— Start EXTRACTED RECORDS —

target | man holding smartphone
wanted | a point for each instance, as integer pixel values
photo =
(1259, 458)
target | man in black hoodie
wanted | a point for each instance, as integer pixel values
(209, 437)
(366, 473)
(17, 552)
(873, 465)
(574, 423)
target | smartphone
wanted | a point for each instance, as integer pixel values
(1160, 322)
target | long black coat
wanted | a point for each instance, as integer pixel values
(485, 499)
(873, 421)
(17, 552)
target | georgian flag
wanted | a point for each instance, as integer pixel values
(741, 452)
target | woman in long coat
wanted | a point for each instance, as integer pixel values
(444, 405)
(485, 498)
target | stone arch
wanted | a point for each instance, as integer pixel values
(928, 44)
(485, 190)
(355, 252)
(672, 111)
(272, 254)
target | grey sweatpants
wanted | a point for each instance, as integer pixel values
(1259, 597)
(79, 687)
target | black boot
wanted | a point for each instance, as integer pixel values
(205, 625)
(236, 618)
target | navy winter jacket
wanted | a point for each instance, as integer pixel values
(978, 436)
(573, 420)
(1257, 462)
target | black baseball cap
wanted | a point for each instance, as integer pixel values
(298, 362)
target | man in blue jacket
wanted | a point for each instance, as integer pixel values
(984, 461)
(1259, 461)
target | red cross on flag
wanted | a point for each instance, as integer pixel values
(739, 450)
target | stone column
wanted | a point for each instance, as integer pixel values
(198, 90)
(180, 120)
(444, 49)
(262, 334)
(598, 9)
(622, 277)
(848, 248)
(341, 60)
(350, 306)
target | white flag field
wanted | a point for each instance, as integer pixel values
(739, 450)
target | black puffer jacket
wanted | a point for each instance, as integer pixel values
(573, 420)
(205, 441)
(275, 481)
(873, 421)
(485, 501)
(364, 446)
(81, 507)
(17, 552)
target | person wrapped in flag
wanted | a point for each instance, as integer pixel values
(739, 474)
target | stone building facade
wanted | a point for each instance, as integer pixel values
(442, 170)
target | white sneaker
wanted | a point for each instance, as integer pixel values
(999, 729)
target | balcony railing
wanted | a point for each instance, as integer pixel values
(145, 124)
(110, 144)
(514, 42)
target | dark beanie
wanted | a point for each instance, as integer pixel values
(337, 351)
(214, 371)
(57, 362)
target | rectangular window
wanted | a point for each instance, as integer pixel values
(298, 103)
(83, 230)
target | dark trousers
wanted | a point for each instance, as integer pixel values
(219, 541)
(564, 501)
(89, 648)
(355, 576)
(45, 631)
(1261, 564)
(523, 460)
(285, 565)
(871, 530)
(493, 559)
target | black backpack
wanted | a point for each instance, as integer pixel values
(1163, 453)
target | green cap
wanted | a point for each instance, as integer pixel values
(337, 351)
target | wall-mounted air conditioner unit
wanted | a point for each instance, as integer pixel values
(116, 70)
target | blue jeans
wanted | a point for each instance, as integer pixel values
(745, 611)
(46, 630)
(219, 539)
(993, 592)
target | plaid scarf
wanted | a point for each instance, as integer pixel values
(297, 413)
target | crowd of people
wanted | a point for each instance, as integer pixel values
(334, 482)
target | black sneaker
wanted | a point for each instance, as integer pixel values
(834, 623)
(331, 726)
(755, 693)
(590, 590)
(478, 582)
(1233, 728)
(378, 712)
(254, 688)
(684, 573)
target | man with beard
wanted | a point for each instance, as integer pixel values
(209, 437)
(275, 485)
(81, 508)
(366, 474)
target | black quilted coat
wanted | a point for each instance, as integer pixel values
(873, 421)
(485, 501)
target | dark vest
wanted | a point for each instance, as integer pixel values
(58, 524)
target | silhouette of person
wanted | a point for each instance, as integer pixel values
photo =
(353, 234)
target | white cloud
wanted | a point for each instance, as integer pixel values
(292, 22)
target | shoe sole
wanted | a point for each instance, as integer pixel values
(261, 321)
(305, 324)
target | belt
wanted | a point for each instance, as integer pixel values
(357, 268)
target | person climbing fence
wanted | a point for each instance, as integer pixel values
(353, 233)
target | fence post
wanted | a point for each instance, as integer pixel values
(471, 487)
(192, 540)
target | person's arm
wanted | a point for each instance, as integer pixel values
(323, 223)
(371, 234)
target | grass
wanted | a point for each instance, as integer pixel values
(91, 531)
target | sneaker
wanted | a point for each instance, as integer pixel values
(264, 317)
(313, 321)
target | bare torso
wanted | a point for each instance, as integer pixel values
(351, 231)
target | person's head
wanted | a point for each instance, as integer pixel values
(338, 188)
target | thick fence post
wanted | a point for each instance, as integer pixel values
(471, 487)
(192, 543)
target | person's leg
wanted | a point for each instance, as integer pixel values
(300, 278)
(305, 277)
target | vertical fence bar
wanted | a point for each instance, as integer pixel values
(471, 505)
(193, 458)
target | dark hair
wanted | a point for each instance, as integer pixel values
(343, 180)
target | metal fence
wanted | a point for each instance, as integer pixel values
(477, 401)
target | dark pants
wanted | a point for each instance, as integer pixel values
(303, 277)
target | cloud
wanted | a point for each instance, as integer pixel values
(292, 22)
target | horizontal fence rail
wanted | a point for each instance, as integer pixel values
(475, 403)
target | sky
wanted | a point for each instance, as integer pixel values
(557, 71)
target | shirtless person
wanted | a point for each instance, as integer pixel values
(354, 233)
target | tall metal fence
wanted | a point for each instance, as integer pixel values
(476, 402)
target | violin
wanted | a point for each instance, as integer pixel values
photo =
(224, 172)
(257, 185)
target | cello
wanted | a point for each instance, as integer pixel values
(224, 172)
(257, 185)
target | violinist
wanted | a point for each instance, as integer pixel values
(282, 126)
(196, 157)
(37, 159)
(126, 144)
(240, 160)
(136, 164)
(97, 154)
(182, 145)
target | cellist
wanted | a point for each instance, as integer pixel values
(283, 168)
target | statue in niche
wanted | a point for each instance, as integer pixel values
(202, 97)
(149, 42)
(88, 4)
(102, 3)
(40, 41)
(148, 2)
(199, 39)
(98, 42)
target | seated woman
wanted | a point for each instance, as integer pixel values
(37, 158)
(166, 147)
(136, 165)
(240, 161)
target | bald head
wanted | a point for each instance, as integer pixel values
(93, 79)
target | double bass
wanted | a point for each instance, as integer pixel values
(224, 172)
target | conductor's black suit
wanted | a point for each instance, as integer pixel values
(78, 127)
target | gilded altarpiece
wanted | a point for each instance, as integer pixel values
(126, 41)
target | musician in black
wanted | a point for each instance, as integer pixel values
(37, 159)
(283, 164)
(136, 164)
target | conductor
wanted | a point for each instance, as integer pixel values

— End EXTRACTED RECORDS —

▶ _WHAT NEEDS TO BE DONE_
Return the listing above word for word.

▶ _RESULT FOR THIS EXERCISE_
target | man holding smartphone
wanted | a point for each instance, as integer pixel values
photo =
(1259, 458)
target | man in black hoodie
wanted | a point for each instance, as integer pixel values
(209, 437)
(366, 473)
(17, 552)
(873, 465)
(574, 423)
target | smartphone
wanted | a point for each instance, as integer pixel values
(1160, 322)
target | long black coat
wanted | a point for each instance, as integer pixel values
(485, 499)
(873, 421)
(17, 552)
target | georgian flag
wanted | a point for each instance, as integer pixel values
(741, 452)
target | woman in long coat
wanted | a point for each instance, as integer pixel values
(444, 405)
(485, 498)
target | stone arch
wanted | a point for each instance, as integer pixel values
(928, 44)
(485, 190)
(355, 252)
(672, 111)
(272, 254)
target | grey sweatpants
wanted | a point for each instance, as integer pixel values
(1259, 597)
(79, 687)
target | black boot
wanted | a point for each instance, as integer pixel values
(205, 625)
(236, 618)
target | navy winter jacket
wanted | a point for each instance, as integer pixel values
(978, 436)
(573, 420)
(1257, 462)
target | black baseball cap
wanted | a point for each instance, as integer pixel values
(298, 362)
target | man in blue jacket
wanted | a point for each instance, as integer pixel values
(984, 461)
(1259, 461)
target | red cross on flag
wanted | a point for each instance, as integer pixel values
(739, 450)
target | stone column
wanted | a point for each instance, as integer pixel values
(198, 90)
(180, 120)
(444, 49)
(262, 334)
(598, 9)
(622, 277)
(848, 248)
(341, 60)
(350, 306)
target | white flag field
wanted | a point for each instance, as integer pixel values
(739, 450)
target | black puffer jacket
wanted | a point for each instance, as integer pixel values
(573, 420)
(205, 441)
(275, 481)
(873, 421)
(485, 501)
(364, 446)
(81, 507)
(17, 552)
target | person wrapped in flag
wanted | a point for each instance, as integer pixel values
(739, 474)
target | stone building facade
wanted | a point for each instance, as integer pixel values
(442, 170)
target | white sneaker
wanted | a point for each instance, as integer pixel values
(999, 729)
target | balcony railing
wanted | a point for each instance, as integer pixel values
(145, 124)
(110, 144)
(514, 42)
target | dark beanie
wanted | a point for each instance, as integer pixel values
(337, 351)
(214, 371)
(57, 362)
target | rectangular window
wanted | a point for each instance, as integer pixel values
(298, 103)
(83, 230)
target | dark trousers
wanted | a point for each instance, as integer pixel values
(219, 541)
(564, 501)
(89, 648)
(355, 576)
(45, 631)
(1261, 564)
(523, 460)
(285, 565)
(871, 530)
(493, 559)
target | black backpack
wanted | a point for each instance, as integer pixel values
(1163, 453)
target | green cap
wanted | a point for each instance, as integer pixel values
(337, 351)
target | wall-mounted air conditioner unit
wanted | a point for each instance, as integer pixel values
(116, 70)
target | blue jeans
wanted | a point for each instance, as integer pixel values
(745, 611)
(46, 630)
(219, 539)
(993, 592)
target | plaid scarf
wanted | a point for each instance, as integer pixel values
(297, 413)
target | crowd of people
wanted | a point for each instance, as integer pixel values
(334, 482)
target | black sneaker
wanted | a point for each instance, as integer pixel values
(834, 623)
(331, 726)
(755, 693)
(590, 590)
(478, 582)
(1233, 728)
(378, 712)
(254, 688)
(684, 573)
target | man with beard
wanted | a point for each instance, as integer pixel values
(209, 437)
(275, 485)
(81, 508)
(366, 474)
target | black quilted coat
wanted | a point for each instance, as integer pixel values
(873, 421)
(485, 501)
target | dark vest
wanted | a point for each instance, as integer pixel values
(58, 524)
target | silhouette of person
wanted | a point for each instance, as integer pixel values
photo =
(353, 234)
target | white cloud
wanted | a point for each instance, as integer pixel values
(292, 22)
target | shoe sole
wanted | a point for each instance, as integer pixel values
(261, 321)
(305, 324)
target | belt
wanted | a point for each instance, as integer pixel values
(357, 268)
target | person climbing fence
wanted | a point for each instance, as integer pixel values
(353, 233)
target | fence post
wanted | a point for each instance, as integer pixel values
(471, 487)
(192, 540)
target | person's arm
wanted | a point for each instance, as integer pixel values
(323, 223)
(371, 234)
target | grass
wanted | a point for each instance, as integer pixel values
(91, 531)
target | sneaker
wanted | a point for each instance, as integer pixel values
(264, 317)
(313, 321)
target | bare torso
wanted | a point for each instance, as integer pixel values
(351, 231)
target | person's head
wanted | a point for each instance, as integer pixel values
(338, 188)
target | thick fence post
wanted | a point for each instance, as integer pixel values
(471, 487)
(192, 543)
target | person's leg
wanted | a point for each instance, as integer pixel values
(300, 278)
(305, 277)
target | vertical fence bar
wanted | a point for each instance, as integer pixel values
(471, 505)
(193, 458)
target | dark hair
wanted | a point for each instance, as integer pixel values
(343, 180)
target | metal fence
wanted | a point for each instance, as integer pixel values
(477, 401)
target | dark pants
wanted | a point for each instance, as integer pixel values
(303, 277)
target | cloud
wanted | a point for each instance, as integer pixel values
(292, 22)
target | horizontal fence rail
wanted | a point for each instance, as integer pixel values
(475, 403)
target | sky
wanted | a point for each instance, as integer pixel values
(557, 71)
target | shirtless person
wanted | a point for each instance, as integer pixel values
(354, 233)
target | tall metal fence
wanted | a point for each instance, as integer pixel values
(476, 402)
target | violin
wanted | a point for each instance, as integer pixel values
photo =
(224, 172)
(257, 185)
target | cello
wanted | a point for each instance, as integer pixel values
(224, 172)
(257, 185)
target | violinist
wanted | a point for each instance, as integer pixel values
(282, 126)
(196, 157)
(37, 159)
(126, 144)
(240, 160)
(136, 164)
(97, 154)
(182, 145)
target | cellist
wanted | a point for each instance, as integer pixel values
(283, 168)
target | statue in niche
wanted | a point for each instance, as integer pixel values
(202, 97)
(149, 42)
(88, 4)
(102, 3)
(40, 41)
(148, 2)
(199, 39)
(98, 42)
target | seated woman
wanted | a point for each instance, as integer pixel values
(37, 158)
(166, 147)
(136, 165)
(240, 161)
target | bald head
wanted | a point for each instance, as integer pixel values
(93, 79)
target | double bass
wanted | a point for each instance, as integer pixel values
(224, 172)
target | conductor's black suit
wanted | a point for each instance, as integer pixel values
(78, 127)
target | gilded altarpiece
wanted | a point for each instance, as integer pixel values
(126, 41)
target | musician in black
wanted | a point for each instance, as integer pixel values
(37, 159)
(283, 164)
(136, 164)
target | conductor
wanted | a point for each instance, as integer pixel values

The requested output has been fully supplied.